— Start MATERIAL —

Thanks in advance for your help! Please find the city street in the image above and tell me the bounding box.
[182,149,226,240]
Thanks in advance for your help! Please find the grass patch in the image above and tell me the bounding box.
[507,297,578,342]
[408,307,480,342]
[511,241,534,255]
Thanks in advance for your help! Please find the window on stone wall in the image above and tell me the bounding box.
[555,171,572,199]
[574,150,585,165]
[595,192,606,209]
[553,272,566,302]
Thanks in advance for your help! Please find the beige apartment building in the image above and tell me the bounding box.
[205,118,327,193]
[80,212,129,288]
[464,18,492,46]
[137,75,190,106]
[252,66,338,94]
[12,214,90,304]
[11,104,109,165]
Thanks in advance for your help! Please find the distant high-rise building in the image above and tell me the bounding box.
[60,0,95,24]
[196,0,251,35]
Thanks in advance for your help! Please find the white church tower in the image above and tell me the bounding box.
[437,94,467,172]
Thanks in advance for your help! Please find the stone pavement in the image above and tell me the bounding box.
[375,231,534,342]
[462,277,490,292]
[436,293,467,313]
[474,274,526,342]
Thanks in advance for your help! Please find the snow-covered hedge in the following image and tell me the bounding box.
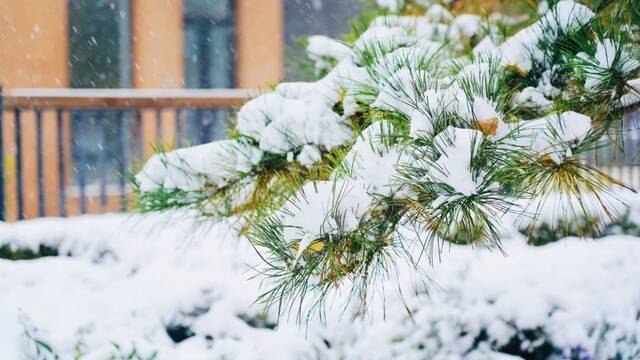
[136,0,640,318]
[0,207,640,360]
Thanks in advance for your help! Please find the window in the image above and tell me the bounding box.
[69,0,131,185]
[184,0,235,143]
[69,0,131,88]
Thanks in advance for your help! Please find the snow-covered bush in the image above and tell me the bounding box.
[136,0,640,318]
[0,212,640,360]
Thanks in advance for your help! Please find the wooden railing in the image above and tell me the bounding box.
[0,89,250,221]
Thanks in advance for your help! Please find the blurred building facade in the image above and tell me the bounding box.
[0,0,360,219]
[0,0,284,88]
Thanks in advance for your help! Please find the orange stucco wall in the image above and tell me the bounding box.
[131,0,184,156]
[0,0,69,217]
[0,0,284,219]
[236,0,284,88]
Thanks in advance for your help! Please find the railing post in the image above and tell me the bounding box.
[0,86,6,221]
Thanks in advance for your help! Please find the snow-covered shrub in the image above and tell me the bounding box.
[137,0,640,316]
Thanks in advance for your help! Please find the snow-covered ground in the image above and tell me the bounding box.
[0,210,640,360]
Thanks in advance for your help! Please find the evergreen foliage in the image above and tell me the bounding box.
[135,0,640,320]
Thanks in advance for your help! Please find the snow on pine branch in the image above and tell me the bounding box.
[137,0,640,316]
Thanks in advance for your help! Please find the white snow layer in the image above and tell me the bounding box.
[0,207,640,360]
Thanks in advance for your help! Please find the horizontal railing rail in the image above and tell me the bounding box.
[0,89,255,221]
[3,89,255,110]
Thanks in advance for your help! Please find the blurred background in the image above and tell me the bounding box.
[0,0,640,221]
[0,0,363,220]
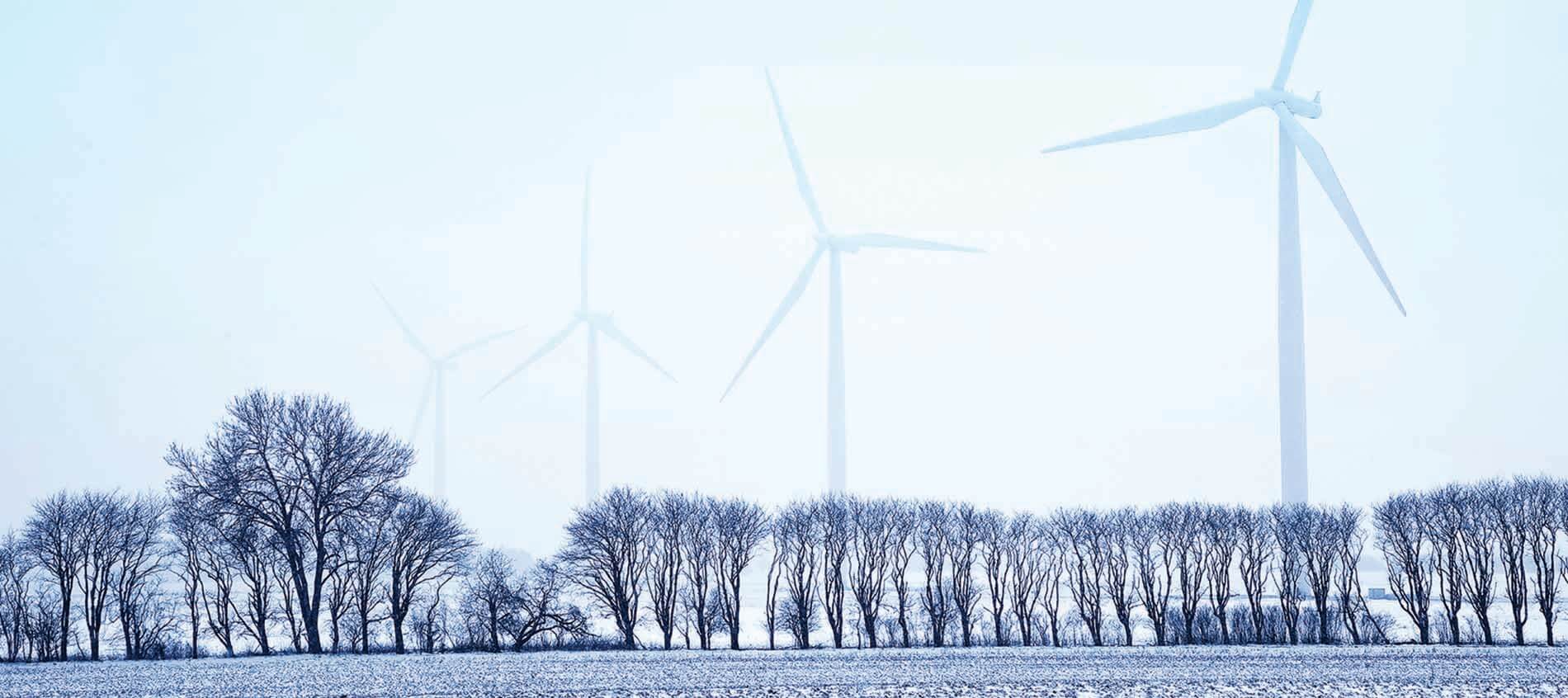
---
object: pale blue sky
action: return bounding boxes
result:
[0,0,1568,549]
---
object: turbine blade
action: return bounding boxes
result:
[1041,97,1263,153]
[479,318,582,400]
[577,167,593,310]
[589,318,676,381]
[1273,0,1312,89]
[408,367,441,441]
[441,328,522,361]
[718,243,826,402]
[839,232,985,252]
[762,68,828,235]
[370,284,434,359]
[1273,105,1405,315]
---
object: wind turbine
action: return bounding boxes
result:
[1043,0,1405,502]
[371,284,517,499]
[484,171,676,502]
[720,69,980,493]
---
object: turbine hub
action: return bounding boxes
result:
[1253,87,1324,119]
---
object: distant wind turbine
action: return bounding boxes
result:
[1044,0,1405,502]
[720,69,980,493]
[484,172,676,502]
[371,284,517,499]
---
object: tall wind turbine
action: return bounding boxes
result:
[720,69,980,493]
[371,284,517,499]
[1044,0,1405,502]
[484,172,676,502]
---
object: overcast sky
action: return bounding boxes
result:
[0,0,1568,550]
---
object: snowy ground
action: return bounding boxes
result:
[0,646,1568,696]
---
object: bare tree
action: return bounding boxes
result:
[1331,503,1375,644]
[22,493,83,660]
[916,502,953,646]
[1477,480,1537,644]
[166,390,414,654]
[648,493,687,649]
[1052,510,1106,646]
[1455,482,1499,644]
[1165,503,1209,643]
[1101,508,1138,646]
[980,510,1013,648]
[712,499,770,649]
[1296,507,1339,644]
[1372,493,1432,644]
[113,494,169,658]
[75,491,125,662]
[773,502,822,649]
[993,512,1046,646]
[887,500,920,648]
[1268,503,1312,644]
[1420,484,1469,644]
[1514,477,1561,646]
[1235,507,1275,643]
[561,488,654,649]
[947,502,980,648]
[1126,508,1174,644]
[1202,505,1242,644]
[848,498,895,648]
[812,494,853,648]
[387,491,475,654]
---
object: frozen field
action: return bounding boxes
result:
[0,646,1568,696]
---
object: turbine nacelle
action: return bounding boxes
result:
[1253,87,1324,119]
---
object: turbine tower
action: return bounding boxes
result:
[371,284,517,499]
[484,172,676,502]
[720,69,980,493]
[1044,0,1405,502]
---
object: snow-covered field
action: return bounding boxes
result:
[0,646,1568,696]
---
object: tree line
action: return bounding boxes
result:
[0,390,1568,662]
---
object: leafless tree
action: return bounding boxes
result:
[1333,503,1377,644]
[113,494,169,658]
[711,499,770,649]
[387,491,475,654]
[1455,483,1499,644]
[681,494,723,649]
[1101,508,1138,646]
[1514,477,1563,646]
[1476,480,1537,644]
[916,502,953,646]
[1372,493,1433,644]
[1165,503,1209,643]
[993,512,1046,646]
[887,500,920,648]
[1296,507,1339,644]
[1235,507,1275,643]
[773,502,822,649]
[1126,508,1174,644]
[1052,510,1107,646]
[648,493,687,649]
[980,510,1013,648]
[561,488,654,649]
[1268,503,1312,644]
[1420,484,1469,644]
[848,498,894,648]
[166,390,414,654]
[22,493,83,660]
[75,491,125,662]
[0,531,31,662]
[947,502,980,648]
[1040,517,1068,648]
[1202,505,1242,644]
[812,494,853,648]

— End MATERIAL —

*THE TASK*
Change "snow-covered" to "frost-covered" everywhere it appears in the material above, and reproduce all the material with no other changes. Omit the pictures from your answer.

*COMPLETED EXERCISE*
Thanks in advance for your help! Please find the city street in the image above and tell me the bounding box.
[182,149,226,240]
Thanks in advance for your help! Please find the grass patch in the image above and tell me the bounding box.
[507,297,578,342]
[408,307,480,342]
[511,241,534,255]
Thanks in advance for your help! Please find the window on stone wall in the image above and tell me the bounding box.
[555,171,572,199]
[574,150,585,165]
[595,192,606,209]
[553,272,566,302]
Thanks in advance for your help! Please find the beige apartment building in the image above and tell me the bounding box.
[205,118,327,193]
[80,212,129,288]
[464,18,492,46]
[137,75,190,106]
[252,66,338,94]
[12,214,90,304]
[11,104,109,165]
Thanks in advance for your help! Please find the distant high-rise building in the image above and tell me the bounding box.
[60,0,95,24]
[196,0,251,35]
Thanks in advance for your help! Please find the white church tower in the image above and tell me the bounding box.
[437,94,467,172]
Thanks in advance for your help! Please find the stone pavement in the image above and tell me the bounding box.
[375,231,534,342]
[462,277,490,292]
[436,293,467,313]
[474,274,526,342]
Thanks in advance for your help! Please find the frost-covered hedge in the following image and tell me the bounding box.
[136,0,640,318]
[0,207,640,360]
Thanks in advance for your help! Please find the window in the image above and tell me the bounding box.
[69,0,131,185]
[184,0,235,143]
[69,0,131,88]
Thanks in advance for your help! Please find the frost-covered bush in the image above and tell me the bounding box.
[136,0,640,318]
[0,212,640,360]
Thanks in advance for your help! Please find the wooden railing in the image above and tell me the bounding box.
[0,89,250,221]
Thanks in advance for your help! Please find the blurred building facade in the image above and tell me the bounding box.
[0,0,360,219]
[0,0,284,88]
Thanks in advance for your help! Please find the orange stucco wall in the image above and tell me the bounding box.
[131,0,184,156]
[0,0,69,217]
[0,0,284,219]
[236,0,284,88]
Thanks in advance for your help! Please find the railing post in the image above and tell me the bounding box.
[0,86,6,221]
Thanks in advance for your help! Please find the frost-covered shrub in the image above and tell me the bounding box.
[137,0,640,316]
Thanks in advance for your help! Please find the frost-covered ground in the image above and tell me the bounding box.
[0,210,640,360]
Thanks in advance for your help! Please find the evergreen foliage in the image above and tell me the bounding box.
[135,0,640,320]
Thanks in advance for your help! Please find the snow on pine branch in the image above and tell me the bounding box.
[137,0,640,316]
Thanks in advance for your help! Please find the white snow layer in the image above and tell me the bounding box.
[0,207,640,360]
Thanks in advance for your help! Please find the horizontal railing rail in the image above and tell me the bounding box.
[0,89,255,221]
[3,89,255,110]
Thanks in advance for your help! Please find the blurred background in the image above and tell me the bounding box.
[0,0,640,221]
[0,0,363,220]
---
object: pale blue sky
action: return bounding boxes
result:
[0,0,1568,549]
---
object: turbine blade
action: return bounding boxes
result:
[1041,97,1263,153]
[479,318,582,400]
[577,167,593,310]
[589,318,676,381]
[1273,0,1312,89]
[408,367,441,441]
[441,328,522,361]
[718,243,826,402]
[839,232,985,252]
[762,68,828,235]
[370,284,434,359]
[1273,105,1405,315]
---
object: wind turbine
action: return bounding boxes
result:
[1043,0,1405,502]
[371,284,517,499]
[484,171,676,502]
[720,69,980,493]
---
object: turbine hub
action: return bounding boxes
result:
[1253,87,1324,119]
---
object: distant wind turbine
action: return bounding boxes
result:
[1044,0,1405,502]
[720,69,980,493]
[484,172,676,502]
[371,284,517,499]
---
object: tall wind turbine
action: return bounding boxes
result:
[720,69,980,493]
[371,284,517,499]
[1044,0,1405,502]
[484,172,676,502]
---
object: overcast sky
action: return bounding boxes
result:
[0,0,1568,550]
---
object: snowy ground
action: return bounding boxes
result:
[0,646,1568,696]
---
object: bare tree
action: return bounding boxes
result:
[1331,503,1375,644]
[22,493,83,660]
[916,502,953,646]
[1477,480,1537,644]
[166,390,414,654]
[648,493,687,649]
[1052,510,1106,646]
[1455,482,1499,644]
[1165,503,1209,643]
[1101,508,1138,646]
[980,510,1013,648]
[712,499,770,649]
[1296,507,1339,644]
[1372,493,1432,644]
[113,494,169,658]
[75,491,125,662]
[773,502,822,649]
[993,512,1046,646]
[887,500,920,648]
[1268,503,1312,644]
[1420,484,1469,644]
[1514,477,1561,646]
[1235,507,1275,643]
[561,488,654,649]
[947,502,980,648]
[1126,508,1174,644]
[1202,505,1242,644]
[848,498,895,648]
[812,494,853,648]
[387,491,475,654]
---
object: frozen field
action: return bounding boxes
result:
[0,646,1568,696]
---
object: turbine nacelle
action: return bounding boxes
result:
[1253,87,1324,119]
---
object: turbine tower
action: return bounding boxes
result:
[371,284,517,499]
[484,172,676,502]
[720,69,980,493]
[1044,0,1405,502]
---
object: frost-covered field
action: return bounding boxes
result:
[0,646,1568,696]
---
object: tree line
action: return bounding boxes
result:
[0,390,1568,662]
---
object: leafless tree
action: return bounding boxes
result:
[1333,503,1377,644]
[113,494,169,658]
[711,499,770,649]
[387,491,475,654]
[1455,483,1499,644]
[681,494,723,649]
[1101,508,1138,646]
[1514,477,1563,646]
[1476,480,1537,644]
[916,502,953,646]
[1372,493,1433,644]
[1165,503,1209,643]
[993,512,1046,646]
[887,500,920,648]
[1296,507,1339,644]
[1235,507,1275,643]
[773,502,822,649]
[1126,508,1174,644]
[1052,510,1107,646]
[648,493,687,649]
[980,510,1013,648]
[561,488,654,649]
[1268,503,1312,644]
[1420,484,1469,644]
[848,498,894,648]
[166,390,414,654]
[22,493,83,660]
[75,491,125,662]
[0,531,31,662]
[947,502,980,648]
[1040,517,1068,648]
[1202,505,1242,644]
[812,494,853,648]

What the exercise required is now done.